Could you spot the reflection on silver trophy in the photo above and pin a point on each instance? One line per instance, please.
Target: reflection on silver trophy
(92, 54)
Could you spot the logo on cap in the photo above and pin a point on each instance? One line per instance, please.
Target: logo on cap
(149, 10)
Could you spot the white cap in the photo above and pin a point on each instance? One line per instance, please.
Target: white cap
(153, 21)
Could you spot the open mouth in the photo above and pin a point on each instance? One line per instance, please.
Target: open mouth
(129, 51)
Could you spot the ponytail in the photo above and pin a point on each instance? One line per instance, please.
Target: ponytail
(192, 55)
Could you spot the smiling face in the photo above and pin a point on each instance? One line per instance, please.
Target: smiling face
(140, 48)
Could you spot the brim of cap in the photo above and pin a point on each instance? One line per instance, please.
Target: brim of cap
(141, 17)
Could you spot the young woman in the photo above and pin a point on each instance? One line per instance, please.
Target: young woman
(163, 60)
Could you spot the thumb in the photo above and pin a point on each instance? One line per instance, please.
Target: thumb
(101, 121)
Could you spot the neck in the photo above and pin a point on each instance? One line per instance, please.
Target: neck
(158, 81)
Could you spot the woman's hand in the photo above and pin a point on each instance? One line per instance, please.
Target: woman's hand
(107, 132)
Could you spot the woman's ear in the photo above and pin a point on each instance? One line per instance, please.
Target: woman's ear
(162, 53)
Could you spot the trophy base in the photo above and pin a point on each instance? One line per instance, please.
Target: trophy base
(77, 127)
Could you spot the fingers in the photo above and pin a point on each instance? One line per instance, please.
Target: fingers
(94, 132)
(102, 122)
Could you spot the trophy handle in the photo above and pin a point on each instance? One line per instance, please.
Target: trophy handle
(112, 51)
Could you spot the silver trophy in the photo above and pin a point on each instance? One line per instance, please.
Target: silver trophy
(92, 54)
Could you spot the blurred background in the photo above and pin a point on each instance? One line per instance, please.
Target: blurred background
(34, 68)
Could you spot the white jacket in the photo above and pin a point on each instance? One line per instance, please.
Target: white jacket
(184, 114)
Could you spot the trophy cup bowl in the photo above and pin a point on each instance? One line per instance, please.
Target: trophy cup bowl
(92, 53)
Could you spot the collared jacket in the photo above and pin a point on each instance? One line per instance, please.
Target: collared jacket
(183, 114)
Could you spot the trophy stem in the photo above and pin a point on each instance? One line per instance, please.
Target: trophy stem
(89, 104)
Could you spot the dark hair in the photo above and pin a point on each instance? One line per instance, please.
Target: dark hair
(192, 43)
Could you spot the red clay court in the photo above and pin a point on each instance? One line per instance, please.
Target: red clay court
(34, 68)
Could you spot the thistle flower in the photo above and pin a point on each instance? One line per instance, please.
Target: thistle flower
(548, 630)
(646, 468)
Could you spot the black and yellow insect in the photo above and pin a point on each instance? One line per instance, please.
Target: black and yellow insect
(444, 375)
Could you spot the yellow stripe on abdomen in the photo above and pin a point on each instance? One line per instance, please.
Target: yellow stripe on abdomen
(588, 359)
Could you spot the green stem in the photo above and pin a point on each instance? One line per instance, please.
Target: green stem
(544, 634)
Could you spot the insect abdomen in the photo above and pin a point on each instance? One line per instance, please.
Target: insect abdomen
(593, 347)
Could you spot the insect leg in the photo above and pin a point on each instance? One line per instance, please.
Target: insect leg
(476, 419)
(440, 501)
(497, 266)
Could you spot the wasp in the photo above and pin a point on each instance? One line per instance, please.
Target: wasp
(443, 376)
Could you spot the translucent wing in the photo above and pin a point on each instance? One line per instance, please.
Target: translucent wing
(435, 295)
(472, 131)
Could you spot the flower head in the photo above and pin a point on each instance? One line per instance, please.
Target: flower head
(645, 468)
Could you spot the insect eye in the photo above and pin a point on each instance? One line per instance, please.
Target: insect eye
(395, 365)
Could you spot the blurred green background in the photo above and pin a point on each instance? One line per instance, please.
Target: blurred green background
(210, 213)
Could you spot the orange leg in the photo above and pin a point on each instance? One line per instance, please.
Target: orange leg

WHAT TO WORK ON
Identify the lines of the data that contain the word "orange". Copy each of them.

ANSWER FOR THIS EXERCISE
Could you spot the orange leg in the photo above and pin a point on each instance? One line per instance, please.
Target: orange leg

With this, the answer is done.